### PROVIDED PASSAGE:

By Bill Britt
Alabama Political Reporter
Before then Attorney General Luther Strange took his ill-fated appointment to the U.S. Senate, his office prepared legislation to clarify and strengthen existing ethics laws.
Amidst all the nascent posturing about a dire need to, “Reform and Clarify” current ethics laws, there seems to be a pretense that no such clarification exists and, therefore, the Legislature needs to do something.
One proposal is to establish a committee to make recommendations for ethics reforms before the 2019 Session is currently the preferred solution thereby stalling any reform measures while giving special interests groups sufficient time to work to muddy laws that hinder their businesses.
But there is already a fix available for the asking.
Some have said they didn’t want to propose legislation that was drafted by only one entity, but this in itself is misleading or at least lacks an understanding of how the attorney general’s bill was drafted.
After several months of working with various stakeholders, the legislation — as proposed by Strange’s office — was approved by Senate President Pro Tempore Del Marsh, Speaker of the House Mac McCutcheon, plus various other lawmakers, lobbyists and other interested parties.
Those who reviewed the bill and signed-off on its content included not only Marsh and McCutcheon, but, according to those within the State House at the time, the final measure was accepted by lobbyists/lawyers Greg Butrus, Ted Hosp, Sen. Arthur Orr and several others who were a part of the negotiations.
Once Strange’s bill received approval from the various players, the Republican leadership promised to present the legislation during the 2017 Legislative Session.
However, the attorney general’s bill was never introduced after Steve Marshall was appointed to replace Strange.

### PROVIDED MATERIAL:

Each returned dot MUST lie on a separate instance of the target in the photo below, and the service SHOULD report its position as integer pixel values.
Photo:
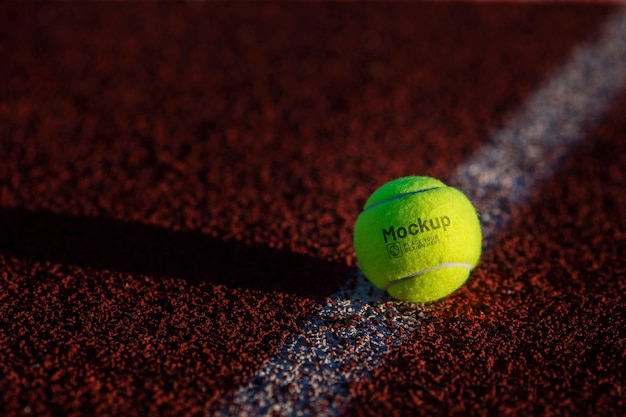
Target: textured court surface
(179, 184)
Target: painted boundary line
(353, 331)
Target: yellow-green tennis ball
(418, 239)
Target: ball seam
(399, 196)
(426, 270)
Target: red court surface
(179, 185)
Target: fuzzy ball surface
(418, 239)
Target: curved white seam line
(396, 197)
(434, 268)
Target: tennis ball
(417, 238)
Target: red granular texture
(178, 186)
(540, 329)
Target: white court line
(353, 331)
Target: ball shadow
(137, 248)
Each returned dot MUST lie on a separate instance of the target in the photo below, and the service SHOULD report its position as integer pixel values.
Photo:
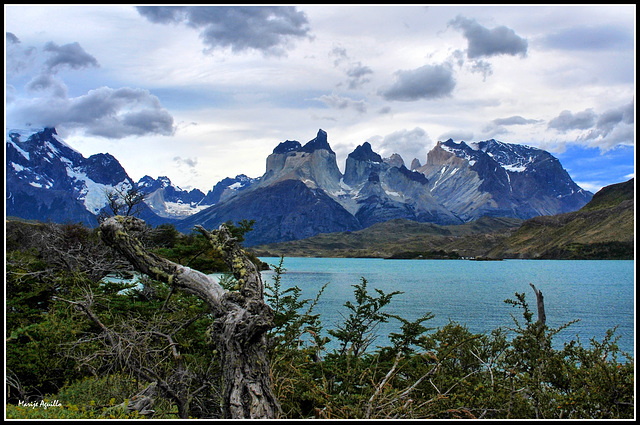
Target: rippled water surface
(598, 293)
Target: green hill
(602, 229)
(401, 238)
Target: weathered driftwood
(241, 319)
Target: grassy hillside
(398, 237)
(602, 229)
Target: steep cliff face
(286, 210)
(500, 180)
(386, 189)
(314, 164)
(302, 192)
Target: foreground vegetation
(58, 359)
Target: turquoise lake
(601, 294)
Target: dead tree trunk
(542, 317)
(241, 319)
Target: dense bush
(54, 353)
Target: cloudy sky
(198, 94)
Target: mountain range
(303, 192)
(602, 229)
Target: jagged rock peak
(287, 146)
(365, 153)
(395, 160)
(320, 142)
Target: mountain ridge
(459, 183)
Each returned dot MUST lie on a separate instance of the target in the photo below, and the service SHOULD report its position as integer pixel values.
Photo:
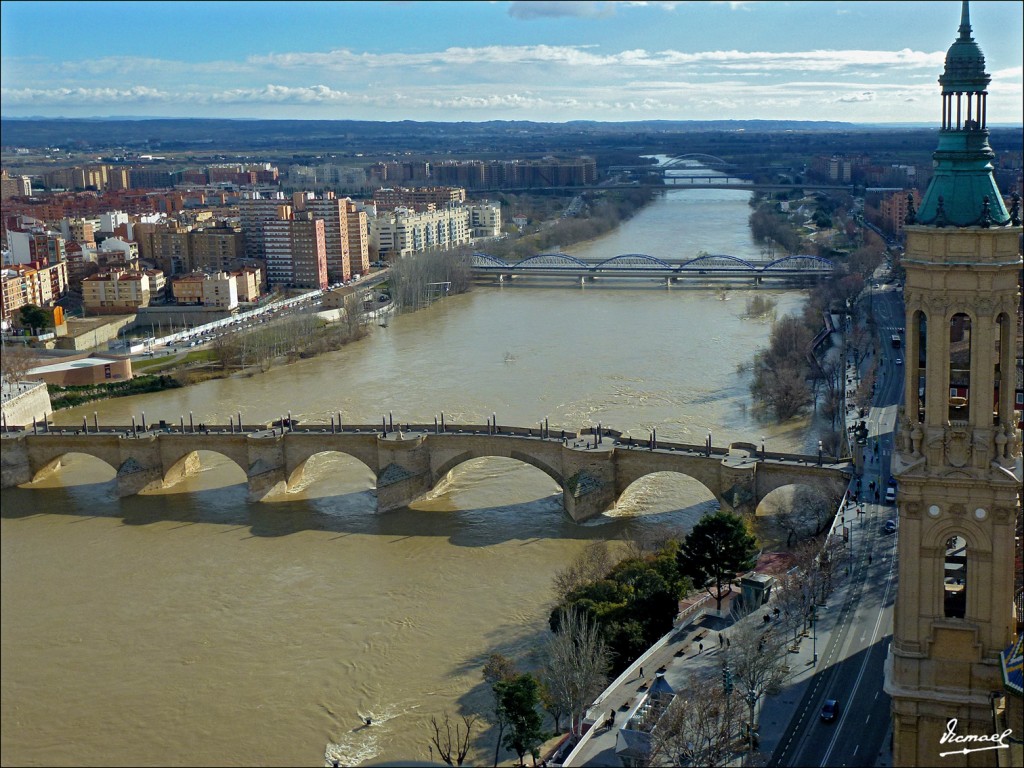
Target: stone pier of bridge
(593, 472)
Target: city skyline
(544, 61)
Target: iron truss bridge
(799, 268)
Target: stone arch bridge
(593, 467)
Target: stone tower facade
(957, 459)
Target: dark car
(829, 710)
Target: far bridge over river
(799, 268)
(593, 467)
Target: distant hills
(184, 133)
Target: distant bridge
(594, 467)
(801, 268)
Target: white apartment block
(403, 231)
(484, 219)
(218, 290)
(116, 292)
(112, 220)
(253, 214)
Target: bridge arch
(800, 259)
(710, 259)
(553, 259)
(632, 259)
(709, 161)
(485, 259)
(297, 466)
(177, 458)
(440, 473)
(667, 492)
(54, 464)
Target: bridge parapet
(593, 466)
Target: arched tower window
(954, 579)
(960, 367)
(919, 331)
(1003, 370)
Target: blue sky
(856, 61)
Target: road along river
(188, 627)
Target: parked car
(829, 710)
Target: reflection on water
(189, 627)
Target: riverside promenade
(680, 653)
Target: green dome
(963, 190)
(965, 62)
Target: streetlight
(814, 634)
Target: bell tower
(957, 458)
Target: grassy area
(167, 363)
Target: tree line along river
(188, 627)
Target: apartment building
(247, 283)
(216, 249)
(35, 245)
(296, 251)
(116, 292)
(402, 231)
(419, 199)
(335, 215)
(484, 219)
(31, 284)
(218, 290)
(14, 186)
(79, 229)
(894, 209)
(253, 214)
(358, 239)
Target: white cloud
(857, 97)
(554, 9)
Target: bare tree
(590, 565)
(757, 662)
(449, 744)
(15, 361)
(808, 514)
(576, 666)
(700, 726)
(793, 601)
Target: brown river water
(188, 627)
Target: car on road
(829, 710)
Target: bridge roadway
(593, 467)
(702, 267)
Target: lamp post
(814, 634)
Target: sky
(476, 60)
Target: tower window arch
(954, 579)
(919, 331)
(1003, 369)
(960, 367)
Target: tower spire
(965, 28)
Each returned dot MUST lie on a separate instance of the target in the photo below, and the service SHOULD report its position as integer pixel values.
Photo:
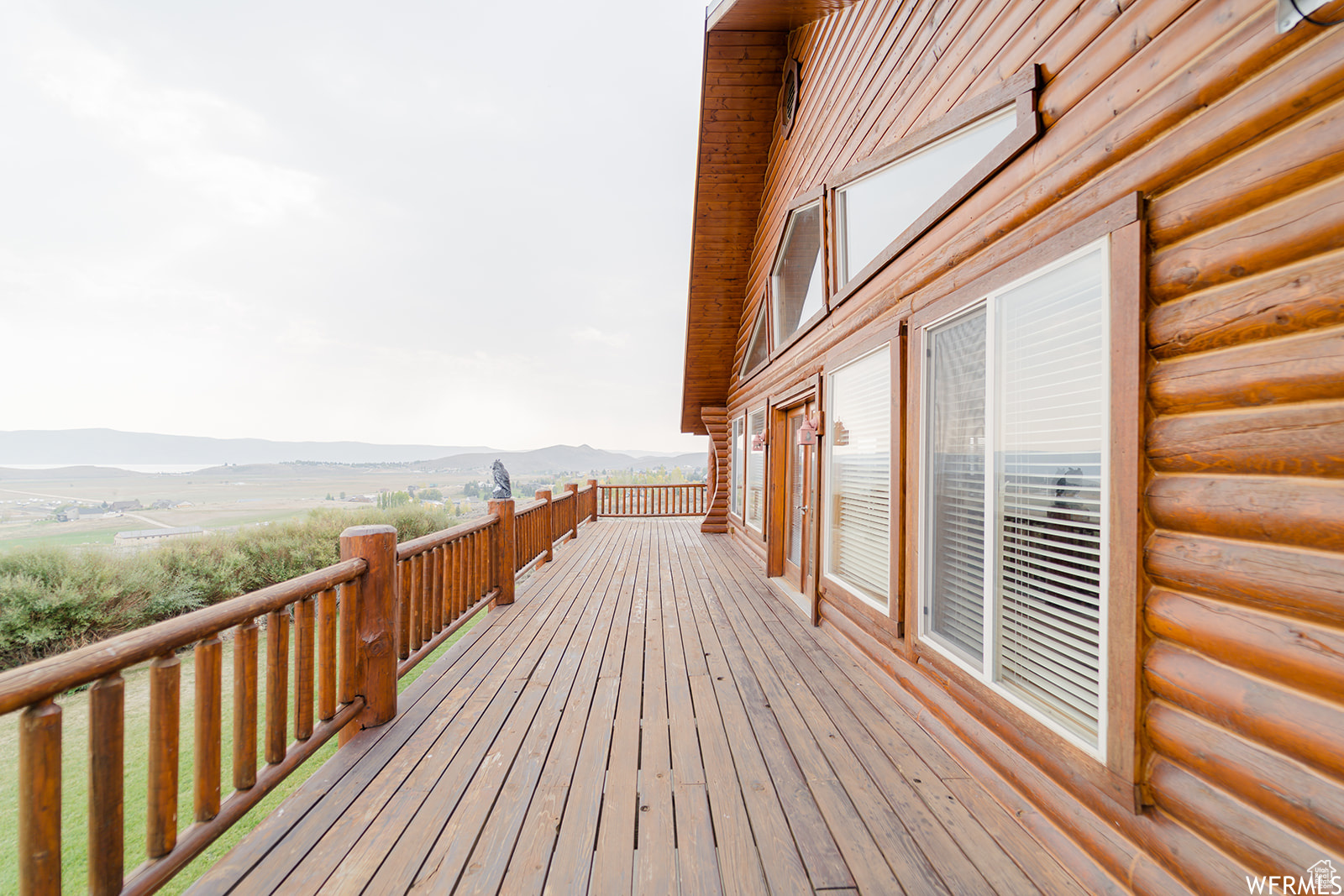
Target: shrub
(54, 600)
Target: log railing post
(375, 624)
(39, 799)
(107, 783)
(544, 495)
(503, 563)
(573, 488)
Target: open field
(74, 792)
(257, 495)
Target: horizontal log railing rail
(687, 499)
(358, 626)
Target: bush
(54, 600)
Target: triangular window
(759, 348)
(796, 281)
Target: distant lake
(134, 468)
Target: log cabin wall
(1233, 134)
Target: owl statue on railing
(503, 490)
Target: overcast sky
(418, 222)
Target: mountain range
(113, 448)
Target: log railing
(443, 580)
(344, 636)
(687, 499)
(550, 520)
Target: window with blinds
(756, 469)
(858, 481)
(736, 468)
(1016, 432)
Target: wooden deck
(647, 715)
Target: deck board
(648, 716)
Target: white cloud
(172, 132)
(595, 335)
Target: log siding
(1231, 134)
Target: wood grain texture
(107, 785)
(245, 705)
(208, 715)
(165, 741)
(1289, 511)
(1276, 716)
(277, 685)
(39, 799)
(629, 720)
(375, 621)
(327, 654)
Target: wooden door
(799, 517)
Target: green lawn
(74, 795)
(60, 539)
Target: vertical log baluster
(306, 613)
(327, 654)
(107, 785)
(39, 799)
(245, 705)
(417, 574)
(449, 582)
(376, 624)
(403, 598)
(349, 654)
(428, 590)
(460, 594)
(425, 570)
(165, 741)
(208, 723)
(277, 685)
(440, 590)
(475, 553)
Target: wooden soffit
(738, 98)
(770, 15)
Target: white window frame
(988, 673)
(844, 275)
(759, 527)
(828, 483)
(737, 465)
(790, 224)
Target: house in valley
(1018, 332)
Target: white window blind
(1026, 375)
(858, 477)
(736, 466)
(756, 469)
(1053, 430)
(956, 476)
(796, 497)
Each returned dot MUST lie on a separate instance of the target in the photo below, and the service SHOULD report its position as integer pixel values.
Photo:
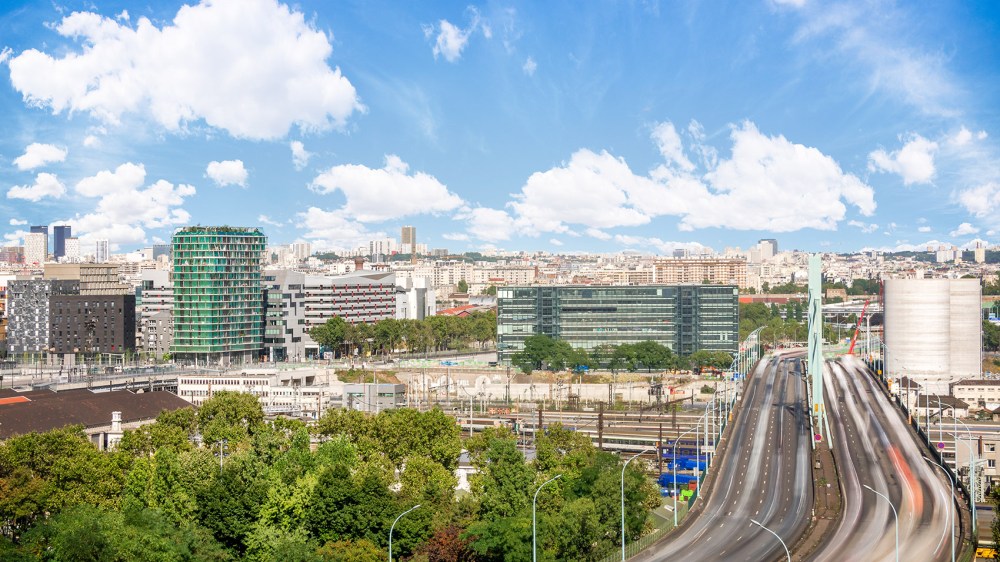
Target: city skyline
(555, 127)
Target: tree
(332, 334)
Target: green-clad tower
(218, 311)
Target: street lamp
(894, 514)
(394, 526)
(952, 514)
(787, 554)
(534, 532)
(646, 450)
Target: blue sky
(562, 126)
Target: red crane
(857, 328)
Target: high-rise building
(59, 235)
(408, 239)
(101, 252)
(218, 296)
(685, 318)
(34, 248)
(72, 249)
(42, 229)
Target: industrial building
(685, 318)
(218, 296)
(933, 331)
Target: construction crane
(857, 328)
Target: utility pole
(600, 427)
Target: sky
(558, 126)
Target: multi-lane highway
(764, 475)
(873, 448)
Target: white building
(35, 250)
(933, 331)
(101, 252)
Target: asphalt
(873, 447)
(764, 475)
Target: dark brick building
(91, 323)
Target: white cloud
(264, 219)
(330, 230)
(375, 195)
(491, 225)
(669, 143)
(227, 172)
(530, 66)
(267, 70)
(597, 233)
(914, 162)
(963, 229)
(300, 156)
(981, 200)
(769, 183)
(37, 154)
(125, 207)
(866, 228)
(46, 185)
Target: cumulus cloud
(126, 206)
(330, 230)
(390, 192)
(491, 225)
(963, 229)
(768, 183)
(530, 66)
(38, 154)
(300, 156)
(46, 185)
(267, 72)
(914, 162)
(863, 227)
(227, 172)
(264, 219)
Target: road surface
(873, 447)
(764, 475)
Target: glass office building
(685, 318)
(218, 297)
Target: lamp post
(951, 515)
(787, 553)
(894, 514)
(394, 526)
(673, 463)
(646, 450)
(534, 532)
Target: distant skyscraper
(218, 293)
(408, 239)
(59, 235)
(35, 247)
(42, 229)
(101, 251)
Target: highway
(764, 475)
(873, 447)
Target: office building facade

### EXERCISE TASKS:
1. Answer these from the ethics legislation article:
(a) Who was appointed to replace Strange?
(b) In which legislative session did the Republican leadership promise to present the attorney general's bill?
(c) Before which session would the proposed committee make its recommendations?
2. Please copy the stretch of the ethics legislation article from "After several months" through "other interested parties.".

### ANSWERS:
1.
(a) Steve Marshall
(b) The 2017 Legislative Session
(c) The 2019 Session

2.
After several months of working with various stakeholders, the legislation — as proposed by Strange’s office — was approved by Senate President Pro Tempore Del Marsh, Speaker of the House Mac McCutcheon, plus various other lawmakers, lobbyists and other interested parties.